_Set task_
Copy the records below word for word, keeping every line unchanged.

_Available data_
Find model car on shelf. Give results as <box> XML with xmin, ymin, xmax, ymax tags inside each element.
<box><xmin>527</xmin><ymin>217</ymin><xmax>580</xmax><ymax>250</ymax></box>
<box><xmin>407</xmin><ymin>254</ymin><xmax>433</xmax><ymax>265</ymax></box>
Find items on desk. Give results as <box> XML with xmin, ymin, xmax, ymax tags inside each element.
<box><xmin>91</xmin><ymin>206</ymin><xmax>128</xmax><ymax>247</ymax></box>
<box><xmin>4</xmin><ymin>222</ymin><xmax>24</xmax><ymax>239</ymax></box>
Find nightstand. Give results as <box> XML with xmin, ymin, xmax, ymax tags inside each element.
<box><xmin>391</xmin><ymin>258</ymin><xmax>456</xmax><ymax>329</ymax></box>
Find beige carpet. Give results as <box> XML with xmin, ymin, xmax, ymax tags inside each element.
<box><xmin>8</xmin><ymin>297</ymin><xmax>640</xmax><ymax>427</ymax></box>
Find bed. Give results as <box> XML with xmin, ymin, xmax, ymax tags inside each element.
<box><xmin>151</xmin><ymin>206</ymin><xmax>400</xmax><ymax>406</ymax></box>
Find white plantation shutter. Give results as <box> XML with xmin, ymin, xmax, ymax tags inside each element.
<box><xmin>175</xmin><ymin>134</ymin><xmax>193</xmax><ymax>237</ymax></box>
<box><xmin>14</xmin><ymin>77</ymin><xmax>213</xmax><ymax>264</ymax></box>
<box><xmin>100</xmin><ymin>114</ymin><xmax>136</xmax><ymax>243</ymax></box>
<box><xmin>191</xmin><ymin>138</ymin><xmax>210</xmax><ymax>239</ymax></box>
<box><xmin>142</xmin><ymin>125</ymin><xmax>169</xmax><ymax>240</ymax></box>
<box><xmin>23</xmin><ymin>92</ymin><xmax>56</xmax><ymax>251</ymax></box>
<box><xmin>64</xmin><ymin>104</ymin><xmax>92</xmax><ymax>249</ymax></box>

_Right answer_
Find model car on shelf. Give results as <box> XML with xmin, ymin, xmax, ymax tags inside each element.
<box><xmin>527</xmin><ymin>217</ymin><xmax>580</xmax><ymax>250</ymax></box>
<box><xmin>407</xmin><ymin>254</ymin><xmax>433</xmax><ymax>265</ymax></box>
Find items on desk. Give results as <box> XML with xmin, ymin, xmax, ymax tags inside each element.
<box><xmin>91</xmin><ymin>206</ymin><xmax>128</xmax><ymax>247</ymax></box>
<box><xmin>4</xmin><ymin>222</ymin><xmax>24</xmax><ymax>239</ymax></box>
Find nightstand. Give results as <box> XML with xmin, ymin, xmax, ymax tags inside each element.
<box><xmin>391</xmin><ymin>258</ymin><xmax>456</xmax><ymax>329</ymax></box>
Find beige carpet. Give results as <box> XML with xmin, ymin, xmax, ymax tags inside each element.
<box><xmin>8</xmin><ymin>297</ymin><xmax>640</xmax><ymax>427</ymax></box>
Find bed. Give results as <box> XML with xmin, ymin, xmax, ymax tags inside each element.
<box><xmin>151</xmin><ymin>206</ymin><xmax>400</xmax><ymax>406</ymax></box>
Find white plantation shutter. Give results as <box> XML with xmin, ymin, xmax, ymax tags inside each element.
<box><xmin>175</xmin><ymin>134</ymin><xmax>193</xmax><ymax>237</ymax></box>
<box><xmin>14</xmin><ymin>77</ymin><xmax>213</xmax><ymax>264</ymax></box>
<box><xmin>100</xmin><ymin>114</ymin><xmax>136</xmax><ymax>243</ymax></box>
<box><xmin>191</xmin><ymin>138</ymin><xmax>210</xmax><ymax>239</ymax></box>
<box><xmin>142</xmin><ymin>125</ymin><xmax>169</xmax><ymax>240</ymax></box>
<box><xmin>23</xmin><ymin>92</ymin><xmax>56</xmax><ymax>251</ymax></box>
<box><xmin>64</xmin><ymin>104</ymin><xmax>92</xmax><ymax>249</ymax></box>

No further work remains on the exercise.